BEGIN

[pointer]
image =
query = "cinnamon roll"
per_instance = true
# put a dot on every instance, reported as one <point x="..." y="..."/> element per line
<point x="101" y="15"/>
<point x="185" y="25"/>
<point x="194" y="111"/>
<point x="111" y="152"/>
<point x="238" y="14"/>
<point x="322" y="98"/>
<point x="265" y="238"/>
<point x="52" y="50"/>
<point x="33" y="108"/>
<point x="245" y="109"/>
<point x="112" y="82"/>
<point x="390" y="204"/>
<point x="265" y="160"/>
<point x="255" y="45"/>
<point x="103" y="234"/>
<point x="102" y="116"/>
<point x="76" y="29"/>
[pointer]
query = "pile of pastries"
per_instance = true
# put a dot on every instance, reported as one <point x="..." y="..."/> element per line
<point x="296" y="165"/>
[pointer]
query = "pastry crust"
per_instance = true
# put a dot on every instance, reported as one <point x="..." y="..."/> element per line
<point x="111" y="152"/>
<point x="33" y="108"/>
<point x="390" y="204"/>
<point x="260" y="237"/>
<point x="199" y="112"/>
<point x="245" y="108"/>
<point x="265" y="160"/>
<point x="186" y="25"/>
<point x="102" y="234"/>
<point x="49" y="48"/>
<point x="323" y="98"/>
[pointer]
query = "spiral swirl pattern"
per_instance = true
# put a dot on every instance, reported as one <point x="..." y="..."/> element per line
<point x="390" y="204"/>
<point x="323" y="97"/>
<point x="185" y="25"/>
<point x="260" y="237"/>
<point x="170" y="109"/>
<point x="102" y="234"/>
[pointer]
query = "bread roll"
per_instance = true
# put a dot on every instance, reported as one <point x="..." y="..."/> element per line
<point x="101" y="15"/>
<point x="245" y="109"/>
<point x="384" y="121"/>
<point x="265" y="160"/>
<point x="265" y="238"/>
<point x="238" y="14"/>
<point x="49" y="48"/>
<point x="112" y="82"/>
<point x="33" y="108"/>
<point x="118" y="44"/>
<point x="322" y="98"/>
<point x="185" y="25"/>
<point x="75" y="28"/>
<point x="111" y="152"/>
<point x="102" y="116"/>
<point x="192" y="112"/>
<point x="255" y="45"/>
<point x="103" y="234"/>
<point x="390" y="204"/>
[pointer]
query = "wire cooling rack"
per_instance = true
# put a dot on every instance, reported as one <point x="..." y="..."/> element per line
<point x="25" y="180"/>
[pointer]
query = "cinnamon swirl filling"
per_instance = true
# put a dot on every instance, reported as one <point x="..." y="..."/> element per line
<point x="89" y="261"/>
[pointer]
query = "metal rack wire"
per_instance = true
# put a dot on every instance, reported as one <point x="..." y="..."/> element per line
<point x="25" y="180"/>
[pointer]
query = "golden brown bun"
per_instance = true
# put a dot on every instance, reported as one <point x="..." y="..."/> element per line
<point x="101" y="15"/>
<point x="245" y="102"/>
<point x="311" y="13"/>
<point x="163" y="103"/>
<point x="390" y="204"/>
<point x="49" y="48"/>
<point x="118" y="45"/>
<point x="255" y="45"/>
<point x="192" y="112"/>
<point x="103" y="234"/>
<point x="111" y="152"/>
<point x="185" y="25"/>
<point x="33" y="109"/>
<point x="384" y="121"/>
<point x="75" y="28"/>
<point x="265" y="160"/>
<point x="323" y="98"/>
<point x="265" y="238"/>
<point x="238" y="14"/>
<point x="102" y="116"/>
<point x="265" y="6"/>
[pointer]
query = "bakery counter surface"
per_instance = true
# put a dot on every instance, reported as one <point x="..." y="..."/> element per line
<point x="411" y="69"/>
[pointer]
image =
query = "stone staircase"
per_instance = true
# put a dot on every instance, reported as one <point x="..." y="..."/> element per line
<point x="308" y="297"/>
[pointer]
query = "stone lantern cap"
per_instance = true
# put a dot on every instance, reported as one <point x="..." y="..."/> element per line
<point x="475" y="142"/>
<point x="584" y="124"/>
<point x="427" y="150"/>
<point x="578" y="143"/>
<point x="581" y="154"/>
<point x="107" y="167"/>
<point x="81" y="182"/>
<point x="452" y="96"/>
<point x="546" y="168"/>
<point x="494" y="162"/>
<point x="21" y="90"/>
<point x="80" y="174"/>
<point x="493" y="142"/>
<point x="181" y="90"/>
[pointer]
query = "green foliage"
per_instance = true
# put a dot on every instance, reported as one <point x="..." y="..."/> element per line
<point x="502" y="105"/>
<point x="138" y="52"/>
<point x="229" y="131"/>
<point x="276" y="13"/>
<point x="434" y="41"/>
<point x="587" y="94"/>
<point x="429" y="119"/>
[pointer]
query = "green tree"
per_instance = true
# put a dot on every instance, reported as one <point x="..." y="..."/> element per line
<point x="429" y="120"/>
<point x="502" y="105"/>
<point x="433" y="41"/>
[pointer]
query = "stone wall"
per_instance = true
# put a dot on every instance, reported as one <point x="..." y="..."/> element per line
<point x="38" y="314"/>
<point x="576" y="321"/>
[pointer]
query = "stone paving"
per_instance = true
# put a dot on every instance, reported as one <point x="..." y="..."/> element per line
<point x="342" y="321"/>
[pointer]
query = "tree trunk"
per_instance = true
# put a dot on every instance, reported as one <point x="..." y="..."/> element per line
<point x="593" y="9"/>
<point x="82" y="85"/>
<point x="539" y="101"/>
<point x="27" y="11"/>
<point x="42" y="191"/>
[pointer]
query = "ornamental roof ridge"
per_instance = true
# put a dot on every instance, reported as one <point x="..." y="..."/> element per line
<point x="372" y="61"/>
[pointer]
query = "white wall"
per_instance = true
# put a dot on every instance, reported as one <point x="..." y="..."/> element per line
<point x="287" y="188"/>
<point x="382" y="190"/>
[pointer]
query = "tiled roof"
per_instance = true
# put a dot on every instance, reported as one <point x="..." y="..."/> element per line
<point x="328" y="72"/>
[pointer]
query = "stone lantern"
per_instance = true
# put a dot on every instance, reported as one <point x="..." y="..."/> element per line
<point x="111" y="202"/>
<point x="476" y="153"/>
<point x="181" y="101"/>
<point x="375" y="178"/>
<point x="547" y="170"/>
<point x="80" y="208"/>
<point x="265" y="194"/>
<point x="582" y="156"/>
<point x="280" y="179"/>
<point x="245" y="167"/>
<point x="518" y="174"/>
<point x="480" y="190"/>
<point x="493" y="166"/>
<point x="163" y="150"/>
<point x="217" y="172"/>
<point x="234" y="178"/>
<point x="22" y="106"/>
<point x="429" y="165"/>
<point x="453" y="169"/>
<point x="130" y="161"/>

END

# Task objective
For this exercise, retype the complete listing exactly.

# Solved problem
[pointer]
image =
query = "cinnamon roll"
per_instance = true
# put a dot on every instance, reported as one <point x="..." y="..."/> element per line
<point x="101" y="15"/>
<point x="185" y="25"/>
<point x="194" y="111"/>
<point x="111" y="152"/>
<point x="238" y="14"/>
<point x="322" y="98"/>
<point x="265" y="238"/>
<point x="52" y="50"/>
<point x="33" y="108"/>
<point x="245" y="109"/>
<point x="112" y="82"/>
<point x="390" y="204"/>
<point x="265" y="160"/>
<point x="255" y="45"/>
<point x="103" y="234"/>
<point x="102" y="116"/>
<point x="76" y="29"/>
[pointer]
query = "pile of pastries"
per_instance = true
# put a dot on every instance, reported as one <point x="..." y="..."/> element per line
<point x="296" y="165"/>
[pointer]
query = "pastry crust"
per_instance = true
# put a dot on every instance, reported as one <point x="..." y="..."/> element per line
<point x="111" y="152"/>
<point x="33" y="108"/>
<point x="390" y="204"/>
<point x="260" y="237"/>
<point x="199" y="112"/>
<point x="245" y="108"/>
<point x="265" y="160"/>
<point x="186" y="25"/>
<point x="102" y="234"/>
<point x="49" y="48"/>
<point x="323" y="98"/>
[pointer]
query = "spiral swirl pattern"
per_instance = true
# put a dot on every instance, reported as one <point x="..." y="..."/> element per line
<point x="390" y="204"/>
<point x="323" y="97"/>
<point x="185" y="25"/>
<point x="260" y="237"/>
<point x="170" y="109"/>
<point x="102" y="234"/>
[pointer]
query = "bread roll"
per_instance = true
# put a dot on every instance, reported as one <point x="..." y="..."/> element per line
<point x="101" y="15"/>
<point x="245" y="109"/>
<point x="384" y="121"/>
<point x="265" y="160"/>
<point x="265" y="238"/>
<point x="238" y="14"/>
<point x="49" y="48"/>
<point x="112" y="82"/>
<point x="33" y="108"/>
<point x="118" y="44"/>
<point x="322" y="98"/>
<point x="185" y="25"/>
<point x="75" y="28"/>
<point x="111" y="152"/>
<point x="102" y="116"/>
<point x="192" y="112"/>
<point x="255" y="45"/>
<point x="103" y="234"/>
<point x="390" y="204"/>
[pointer]
query = "wire cooling rack"
per_instance = true
# put a dot on every instance, reported as one <point x="..." y="..."/> element per line
<point x="25" y="180"/>
[pointer]
query = "cinnamon swirl filling"
per_instance = true
# put a dot on every instance, reported as one <point x="..." y="..."/> element per line
<point x="89" y="261"/>
[pointer]
query = "metal rack wire"
per_instance = true
# put a dot on every instance, reported as one <point x="..." y="..."/> element per line
<point x="25" y="180"/>
[pointer]
query = "golden brown bun"
per_instance = true
# put a dot on every instance, reported as one <point x="..." y="..."/> element per line
<point x="101" y="15"/>
<point x="245" y="102"/>
<point x="311" y="13"/>
<point x="163" y="103"/>
<point x="390" y="204"/>
<point x="49" y="48"/>
<point x="118" y="45"/>
<point x="255" y="45"/>
<point x="192" y="112"/>
<point x="103" y="234"/>
<point x="111" y="152"/>
<point x="185" y="25"/>
<point x="33" y="109"/>
<point x="384" y="121"/>
<point x="75" y="28"/>
<point x="265" y="160"/>
<point x="323" y="98"/>
<point x="265" y="238"/>
<point x="238" y="14"/>
<point x="102" y="116"/>
<point x="265" y="6"/>
[pointer]
query = "bakery counter surface"
per_instance = true
# put a dot on every instance, reported as one <point x="..." y="..."/> element per line
<point x="411" y="69"/>
[pointer]
image =
query = "stone staircase"
per_instance = true
# put a dot on every instance, reported as one <point x="..." y="..."/> element per line
<point x="308" y="297"/>
[pointer]
query = "stone lantern cap"
per_instance = true
# put a dot on every instance, reported as one <point x="..." y="..."/> element per line
<point x="475" y="142"/>
<point x="584" y="124"/>
<point x="427" y="150"/>
<point x="578" y="143"/>
<point x="581" y="154"/>
<point x="107" y="167"/>
<point x="81" y="182"/>
<point x="452" y="96"/>
<point x="546" y="168"/>
<point x="494" y="162"/>
<point x="21" y="90"/>
<point x="80" y="174"/>
<point x="493" y="142"/>
<point x="181" y="90"/>
[pointer]
query = "green foliage"
per_instance = true
# put a dot on every instance, reported as one <point x="..." y="..."/> element per line
<point x="502" y="105"/>
<point x="138" y="52"/>
<point x="229" y="131"/>
<point x="276" y="13"/>
<point x="434" y="41"/>
<point x="587" y="94"/>
<point x="429" y="119"/>
[pointer]
query = "green tree"
per_instance = true
# put a dot on every instance, reported as one <point x="..." y="..."/> element per line
<point x="429" y="120"/>
<point x="502" y="105"/>
<point x="433" y="41"/>
[pointer]
query = "stone wall"
per_instance = true
# put a dot on every instance, reported as one <point x="..." y="..."/> element per line
<point x="38" y="314"/>
<point x="576" y="321"/>
[pointer]
query = "stone paving"
per_instance = true
# put a dot on every instance, reported as one <point x="..." y="..."/> element per line
<point x="342" y="321"/>
[pointer]
query = "tree trunk"
per_instance = true
# put a dot on every instance, reported as one <point x="..." y="..."/> element per line
<point x="593" y="9"/>
<point x="82" y="85"/>
<point x="539" y="101"/>
<point x="27" y="11"/>
<point x="42" y="191"/>
[pointer]
query = "ornamental roof ridge"
per_instance = true
# put a dot on every instance, reported as one <point x="..." y="..."/> element per line
<point x="372" y="61"/>
[pointer]
query = "white wall"
per_instance = true
# put a dot on every instance, reported as one <point x="..." y="..."/> element per line
<point x="287" y="188"/>
<point x="382" y="190"/>
[pointer]
query = "tiled roof"
per_instance = true
# put a dot on every instance, reported as one <point x="..." y="..."/> element per line
<point x="328" y="72"/>
[pointer]
query = "stone lantern"
per_instance = true
# put a dot on every instance, reported as one <point x="..." y="..."/> element per line
<point x="111" y="202"/>
<point x="476" y="153"/>
<point x="181" y="101"/>
<point x="375" y="178"/>
<point x="547" y="170"/>
<point x="80" y="208"/>
<point x="265" y="194"/>
<point x="582" y="156"/>
<point x="280" y="179"/>
<point x="245" y="167"/>
<point x="518" y="174"/>
<point x="480" y="190"/>
<point x="493" y="166"/>
<point x="163" y="150"/>
<point x="217" y="172"/>
<point x="234" y="178"/>
<point x="22" y="106"/>
<point x="429" y="165"/>
<point x="453" y="169"/>
<point x="130" y="161"/>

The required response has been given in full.